* WORK TO BE COMPLETED: Transcribe exactly the line containing "[(601, 473), (428, 200), (320, 169)]" and the remaining lines of the listing below, through the very last.

----- TASK DATA

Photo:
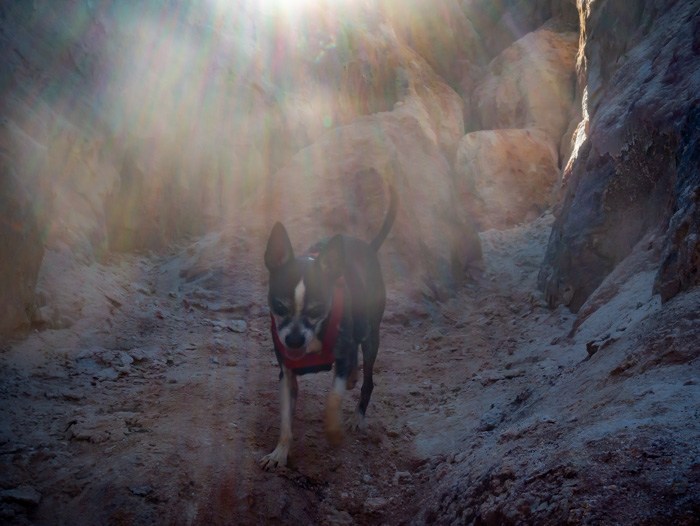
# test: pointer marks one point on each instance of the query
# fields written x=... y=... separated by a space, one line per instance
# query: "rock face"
x=338 y=185
x=530 y=84
x=504 y=177
x=501 y=23
x=21 y=251
x=637 y=167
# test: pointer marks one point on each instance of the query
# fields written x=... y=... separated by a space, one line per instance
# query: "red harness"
x=301 y=359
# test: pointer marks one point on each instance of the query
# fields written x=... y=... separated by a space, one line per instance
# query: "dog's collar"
x=325 y=358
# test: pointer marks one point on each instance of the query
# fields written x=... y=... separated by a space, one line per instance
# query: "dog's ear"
x=279 y=248
x=331 y=260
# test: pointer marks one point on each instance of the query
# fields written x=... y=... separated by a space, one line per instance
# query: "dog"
x=323 y=307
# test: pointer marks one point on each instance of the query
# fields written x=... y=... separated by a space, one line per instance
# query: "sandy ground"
x=155 y=402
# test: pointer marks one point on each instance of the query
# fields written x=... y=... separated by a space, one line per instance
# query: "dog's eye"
x=315 y=311
x=280 y=308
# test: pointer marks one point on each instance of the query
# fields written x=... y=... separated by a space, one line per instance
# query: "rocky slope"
x=539 y=355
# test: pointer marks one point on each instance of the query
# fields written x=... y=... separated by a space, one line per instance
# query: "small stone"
x=374 y=504
x=401 y=477
x=490 y=420
x=141 y=491
x=238 y=326
x=25 y=495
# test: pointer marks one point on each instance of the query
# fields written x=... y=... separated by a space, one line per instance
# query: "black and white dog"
x=323 y=306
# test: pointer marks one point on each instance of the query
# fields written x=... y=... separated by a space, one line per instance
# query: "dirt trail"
x=157 y=403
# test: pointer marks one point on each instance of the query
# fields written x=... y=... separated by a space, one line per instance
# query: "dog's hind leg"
x=288 y=395
x=370 y=347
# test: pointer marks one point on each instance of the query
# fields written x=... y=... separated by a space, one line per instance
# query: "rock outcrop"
x=530 y=84
x=504 y=177
x=637 y=167
x=21 y=251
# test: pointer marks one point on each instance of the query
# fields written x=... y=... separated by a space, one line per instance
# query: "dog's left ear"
x=332 y=258
x=279 y=248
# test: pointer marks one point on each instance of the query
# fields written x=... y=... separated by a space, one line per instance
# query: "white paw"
x=357 y=422
x=276 y=459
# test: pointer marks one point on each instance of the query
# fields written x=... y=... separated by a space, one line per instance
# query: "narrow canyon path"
x=156 y=405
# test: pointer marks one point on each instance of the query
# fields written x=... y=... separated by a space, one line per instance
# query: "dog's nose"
x=294 y=340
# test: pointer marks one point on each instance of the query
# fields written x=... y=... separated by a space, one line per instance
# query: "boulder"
x=338 y=185
x=636 y=168
x=438 y=31
x=504 y=177
x=531 y=84
x=499 y=23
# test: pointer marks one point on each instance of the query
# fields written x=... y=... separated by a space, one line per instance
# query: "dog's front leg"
x=334 y=405
x=288 y=395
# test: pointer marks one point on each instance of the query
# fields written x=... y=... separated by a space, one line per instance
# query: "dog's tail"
x=388 y=220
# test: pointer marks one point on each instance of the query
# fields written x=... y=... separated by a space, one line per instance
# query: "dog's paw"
x=357 y=422
x=276 y=459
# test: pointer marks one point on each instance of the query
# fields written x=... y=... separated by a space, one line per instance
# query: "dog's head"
x=301 y=289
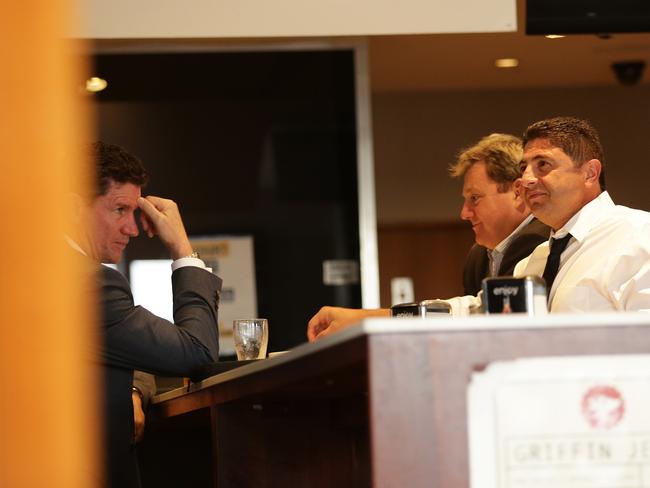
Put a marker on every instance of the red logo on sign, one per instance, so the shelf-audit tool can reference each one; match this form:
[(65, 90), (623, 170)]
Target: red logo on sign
[(603, 407)]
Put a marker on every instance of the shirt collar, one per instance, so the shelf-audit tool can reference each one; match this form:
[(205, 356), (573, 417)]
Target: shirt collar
[(584, 220), (503, 245)]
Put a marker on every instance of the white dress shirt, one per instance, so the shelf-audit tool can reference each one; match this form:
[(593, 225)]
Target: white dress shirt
[(605, 267), (495, 256)]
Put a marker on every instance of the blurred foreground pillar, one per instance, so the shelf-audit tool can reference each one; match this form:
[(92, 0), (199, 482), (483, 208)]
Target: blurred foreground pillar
[(48, 407)]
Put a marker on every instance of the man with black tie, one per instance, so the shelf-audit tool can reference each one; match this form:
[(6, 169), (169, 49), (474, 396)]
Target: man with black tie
[(598, 258), (503, 228), (132, 337)]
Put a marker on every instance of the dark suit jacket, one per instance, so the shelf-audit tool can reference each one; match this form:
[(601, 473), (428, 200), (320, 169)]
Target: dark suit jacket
[(477, 265), (134, 338)]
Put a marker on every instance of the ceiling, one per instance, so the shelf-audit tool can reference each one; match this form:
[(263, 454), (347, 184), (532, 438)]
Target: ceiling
[(466, 61), (428, 62)]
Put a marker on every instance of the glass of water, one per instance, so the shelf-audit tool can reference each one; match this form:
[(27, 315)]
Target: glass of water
[(251, 338)]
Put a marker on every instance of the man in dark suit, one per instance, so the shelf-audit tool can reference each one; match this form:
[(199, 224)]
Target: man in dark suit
[(504, 229), (132, 337)]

----------

* RESPONSE TO THIS TASK:
[(601, 473), (428, 200), (320, 169)]
Target: dark suit jacket
[(477, 265), (134, 338)]
Put a marker on every instance of the ceiling, one per instance, so the shelf-audit tool can reference each one; match this form:
[(263, 454), (347, 184), (532, 438)]
Target: ceiling
[(466, 61), (428, 62)]
Put a marker on every instance of the glass of water, one per instance, so the shelf-audit tool can reference each one; match this form:
[(27, 315)]
Target: glass of water
[(251, 338)]
Put a marker on every instance of the man in dark suit, one per instance, so the shelf-audit tool can reference each one; match this form:
[(199, 224)]
Target: man in dark suit
[(504, 229), (132, 337)]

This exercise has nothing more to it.